By Summer Mobley

There are a few days which really stand out in my memory from our time in the NICU. One of those days was December 11, 2015. The triplets were seven days old. It was the day that we got to hold the triplets for the very first time. Every day up to that point, we were more of an occasional participant. We could take their temperature, change their diapers, swap colostrum or breastmilk inside their mouths, or do hand-hugs (gently cupping the baby’s head and feet, while they slept in the isolette).

They triplets were all on CPAP (continuous positive airway pressure), which is a machine that sends air and oxygen to the baby’s lungs through small tubes in his nose or windpipe. It looked like they were wearing a mask & cap over their heads. They also had UVC (umbilical vessel catheter) lines, whichisa thin tube that goes into the arteries
in their umbilical cord after the cord is cut after birth. It allows for fluids, medicine & nutrients to be given, blood to be drawn & blood pressure to be taken.

On day seven, each of them had their UVC lines removed & IVs put in. Which meant we could hold them! Getting to hold them for the very first time was exactly all the crazy emotions you are thinking in your head right now. It was a combination of “YAY! Finally!” to “Holy Sh**! They are so small. DON’T.DROP.THE.BABY!” Add that to the combination of making sure you held them the right way, so their CPAP wouldn’t be blocked & not knowing what to do if your baby began to spell (Apnea – breathing stops or Bradycardia -  heart rhythm slows).

- _Dataset entries_
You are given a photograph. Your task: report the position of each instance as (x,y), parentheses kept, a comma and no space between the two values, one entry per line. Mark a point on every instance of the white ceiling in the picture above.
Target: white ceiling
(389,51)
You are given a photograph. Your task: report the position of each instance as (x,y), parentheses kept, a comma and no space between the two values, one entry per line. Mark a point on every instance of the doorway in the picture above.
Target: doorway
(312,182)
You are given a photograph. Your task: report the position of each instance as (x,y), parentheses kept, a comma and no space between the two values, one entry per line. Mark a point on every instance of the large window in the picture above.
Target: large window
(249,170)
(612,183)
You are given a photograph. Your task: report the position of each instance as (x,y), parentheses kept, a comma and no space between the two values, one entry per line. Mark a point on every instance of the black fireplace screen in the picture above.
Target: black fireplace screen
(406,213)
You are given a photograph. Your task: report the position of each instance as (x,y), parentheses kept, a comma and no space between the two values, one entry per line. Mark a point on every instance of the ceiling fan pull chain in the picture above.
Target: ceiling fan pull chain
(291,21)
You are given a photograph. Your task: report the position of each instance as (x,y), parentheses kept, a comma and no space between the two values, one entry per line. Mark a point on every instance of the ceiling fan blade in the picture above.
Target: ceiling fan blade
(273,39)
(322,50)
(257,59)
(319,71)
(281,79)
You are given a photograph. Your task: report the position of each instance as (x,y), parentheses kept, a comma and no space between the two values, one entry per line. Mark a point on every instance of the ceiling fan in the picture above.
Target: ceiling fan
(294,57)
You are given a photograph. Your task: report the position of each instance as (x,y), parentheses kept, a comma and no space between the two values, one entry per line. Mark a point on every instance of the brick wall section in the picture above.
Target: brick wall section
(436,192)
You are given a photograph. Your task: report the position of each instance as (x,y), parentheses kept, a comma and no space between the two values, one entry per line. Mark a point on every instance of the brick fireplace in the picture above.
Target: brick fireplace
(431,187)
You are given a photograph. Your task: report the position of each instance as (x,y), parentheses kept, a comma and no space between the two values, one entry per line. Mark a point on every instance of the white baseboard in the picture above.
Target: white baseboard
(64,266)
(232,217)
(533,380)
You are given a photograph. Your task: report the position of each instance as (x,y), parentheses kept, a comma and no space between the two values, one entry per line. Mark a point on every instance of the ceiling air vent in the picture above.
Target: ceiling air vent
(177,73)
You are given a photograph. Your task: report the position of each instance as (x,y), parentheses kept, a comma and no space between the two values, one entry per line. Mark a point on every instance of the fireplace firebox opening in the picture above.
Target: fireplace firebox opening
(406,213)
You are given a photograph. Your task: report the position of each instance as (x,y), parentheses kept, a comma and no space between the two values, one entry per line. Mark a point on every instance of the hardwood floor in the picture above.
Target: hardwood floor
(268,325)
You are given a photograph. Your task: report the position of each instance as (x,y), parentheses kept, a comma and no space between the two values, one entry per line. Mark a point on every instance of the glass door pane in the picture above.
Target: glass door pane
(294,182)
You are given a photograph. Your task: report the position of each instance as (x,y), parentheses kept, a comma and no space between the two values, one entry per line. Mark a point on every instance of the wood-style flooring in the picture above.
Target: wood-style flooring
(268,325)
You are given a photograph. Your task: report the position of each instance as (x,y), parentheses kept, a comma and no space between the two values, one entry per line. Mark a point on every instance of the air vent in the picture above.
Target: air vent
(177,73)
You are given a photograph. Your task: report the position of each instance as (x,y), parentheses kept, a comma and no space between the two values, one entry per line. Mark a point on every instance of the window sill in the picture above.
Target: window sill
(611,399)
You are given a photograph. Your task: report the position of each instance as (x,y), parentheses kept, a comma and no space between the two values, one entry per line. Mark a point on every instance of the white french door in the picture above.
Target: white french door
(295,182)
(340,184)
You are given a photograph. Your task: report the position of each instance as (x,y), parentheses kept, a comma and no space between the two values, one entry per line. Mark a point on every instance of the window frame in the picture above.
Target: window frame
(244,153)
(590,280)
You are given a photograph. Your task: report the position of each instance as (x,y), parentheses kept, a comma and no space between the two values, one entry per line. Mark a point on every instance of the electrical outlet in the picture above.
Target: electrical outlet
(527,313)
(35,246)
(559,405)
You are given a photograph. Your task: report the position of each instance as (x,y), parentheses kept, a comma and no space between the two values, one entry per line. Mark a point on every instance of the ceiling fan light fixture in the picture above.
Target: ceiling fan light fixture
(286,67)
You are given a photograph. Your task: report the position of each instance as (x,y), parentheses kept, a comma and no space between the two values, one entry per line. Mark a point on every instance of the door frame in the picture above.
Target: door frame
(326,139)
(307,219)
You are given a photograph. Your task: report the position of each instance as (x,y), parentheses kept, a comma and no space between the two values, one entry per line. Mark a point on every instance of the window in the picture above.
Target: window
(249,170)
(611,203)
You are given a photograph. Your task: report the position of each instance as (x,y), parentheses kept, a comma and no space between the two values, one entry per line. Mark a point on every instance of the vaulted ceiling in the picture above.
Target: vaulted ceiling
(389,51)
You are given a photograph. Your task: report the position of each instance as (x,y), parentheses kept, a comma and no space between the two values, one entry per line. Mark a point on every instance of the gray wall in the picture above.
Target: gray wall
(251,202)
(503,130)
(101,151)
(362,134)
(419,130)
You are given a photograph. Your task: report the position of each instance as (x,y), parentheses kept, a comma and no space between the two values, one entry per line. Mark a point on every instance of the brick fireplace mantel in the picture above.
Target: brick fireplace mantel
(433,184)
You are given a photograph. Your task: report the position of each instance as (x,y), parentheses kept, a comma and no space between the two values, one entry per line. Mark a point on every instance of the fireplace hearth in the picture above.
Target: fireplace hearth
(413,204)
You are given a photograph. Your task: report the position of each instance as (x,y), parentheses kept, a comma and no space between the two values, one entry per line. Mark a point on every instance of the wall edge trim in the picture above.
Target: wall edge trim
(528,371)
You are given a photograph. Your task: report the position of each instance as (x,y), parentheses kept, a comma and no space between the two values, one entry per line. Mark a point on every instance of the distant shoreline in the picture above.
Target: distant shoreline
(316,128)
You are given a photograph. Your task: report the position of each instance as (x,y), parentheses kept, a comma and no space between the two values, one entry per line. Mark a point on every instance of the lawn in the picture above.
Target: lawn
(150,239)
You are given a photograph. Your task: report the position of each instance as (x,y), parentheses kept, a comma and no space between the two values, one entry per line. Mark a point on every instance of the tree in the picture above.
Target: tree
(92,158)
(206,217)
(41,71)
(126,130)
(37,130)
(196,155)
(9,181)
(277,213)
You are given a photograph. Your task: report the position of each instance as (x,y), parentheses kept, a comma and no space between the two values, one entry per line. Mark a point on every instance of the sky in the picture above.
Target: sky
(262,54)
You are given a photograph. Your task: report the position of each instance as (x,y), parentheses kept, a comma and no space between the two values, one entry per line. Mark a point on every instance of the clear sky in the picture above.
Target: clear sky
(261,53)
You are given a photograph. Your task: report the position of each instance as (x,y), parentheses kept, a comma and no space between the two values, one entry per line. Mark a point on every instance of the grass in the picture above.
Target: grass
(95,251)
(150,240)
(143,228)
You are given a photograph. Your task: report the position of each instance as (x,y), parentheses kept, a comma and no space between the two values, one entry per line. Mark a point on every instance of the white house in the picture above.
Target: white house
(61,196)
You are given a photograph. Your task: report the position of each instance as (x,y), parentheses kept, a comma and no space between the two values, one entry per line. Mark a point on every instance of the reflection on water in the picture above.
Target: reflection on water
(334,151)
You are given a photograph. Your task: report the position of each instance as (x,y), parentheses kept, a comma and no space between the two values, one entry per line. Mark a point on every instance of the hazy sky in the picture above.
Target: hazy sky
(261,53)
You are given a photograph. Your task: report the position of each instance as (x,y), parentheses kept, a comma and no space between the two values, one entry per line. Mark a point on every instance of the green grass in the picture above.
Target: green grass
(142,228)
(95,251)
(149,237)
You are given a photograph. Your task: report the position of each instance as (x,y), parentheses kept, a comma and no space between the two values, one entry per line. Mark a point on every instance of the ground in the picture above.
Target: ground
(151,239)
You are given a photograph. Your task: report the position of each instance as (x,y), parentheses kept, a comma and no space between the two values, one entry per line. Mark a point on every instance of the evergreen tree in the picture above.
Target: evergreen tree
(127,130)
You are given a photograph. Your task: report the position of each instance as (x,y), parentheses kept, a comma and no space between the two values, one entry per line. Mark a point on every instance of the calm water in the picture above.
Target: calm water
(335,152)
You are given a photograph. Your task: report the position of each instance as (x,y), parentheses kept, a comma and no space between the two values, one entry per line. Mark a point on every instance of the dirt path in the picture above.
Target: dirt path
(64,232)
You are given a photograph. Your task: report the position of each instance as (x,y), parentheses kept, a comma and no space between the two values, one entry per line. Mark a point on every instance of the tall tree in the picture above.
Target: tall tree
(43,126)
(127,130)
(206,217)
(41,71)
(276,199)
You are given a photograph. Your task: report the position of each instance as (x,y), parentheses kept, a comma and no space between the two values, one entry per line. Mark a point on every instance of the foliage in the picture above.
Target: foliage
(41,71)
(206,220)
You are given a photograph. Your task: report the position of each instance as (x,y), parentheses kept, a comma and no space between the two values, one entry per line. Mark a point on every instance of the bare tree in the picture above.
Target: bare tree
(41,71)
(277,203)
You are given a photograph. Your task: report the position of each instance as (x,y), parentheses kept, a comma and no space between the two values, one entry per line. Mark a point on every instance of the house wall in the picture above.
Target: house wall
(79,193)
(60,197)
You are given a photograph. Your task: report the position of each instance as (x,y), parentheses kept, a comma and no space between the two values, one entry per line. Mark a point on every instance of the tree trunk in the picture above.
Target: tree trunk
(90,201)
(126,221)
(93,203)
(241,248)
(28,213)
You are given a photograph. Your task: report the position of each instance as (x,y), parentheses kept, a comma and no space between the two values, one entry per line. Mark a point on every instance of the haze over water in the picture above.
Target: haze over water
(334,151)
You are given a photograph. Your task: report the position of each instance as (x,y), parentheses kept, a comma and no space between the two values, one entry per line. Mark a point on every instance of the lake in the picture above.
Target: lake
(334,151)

- _Aim of the task_
In the account of the triplets' first week in the NICU, transcribe the text starting with "There are a" and going on through "in the isolette).".

- _Solution to this task_
There are a few days which really stand out in my memory from our time in the NICU. One of those days was December 11, 2015. The triplets were seven days old. It was the day that we got to hold the triplets for the very first time. Every day up to that point, we were more of an occasional participant. We could take their temperature, change their diapers, swap colostrum or breastmilk inside their mouths, or do hand-hugs (gently cupping the baby’s head and feet, while they slept in the isolette).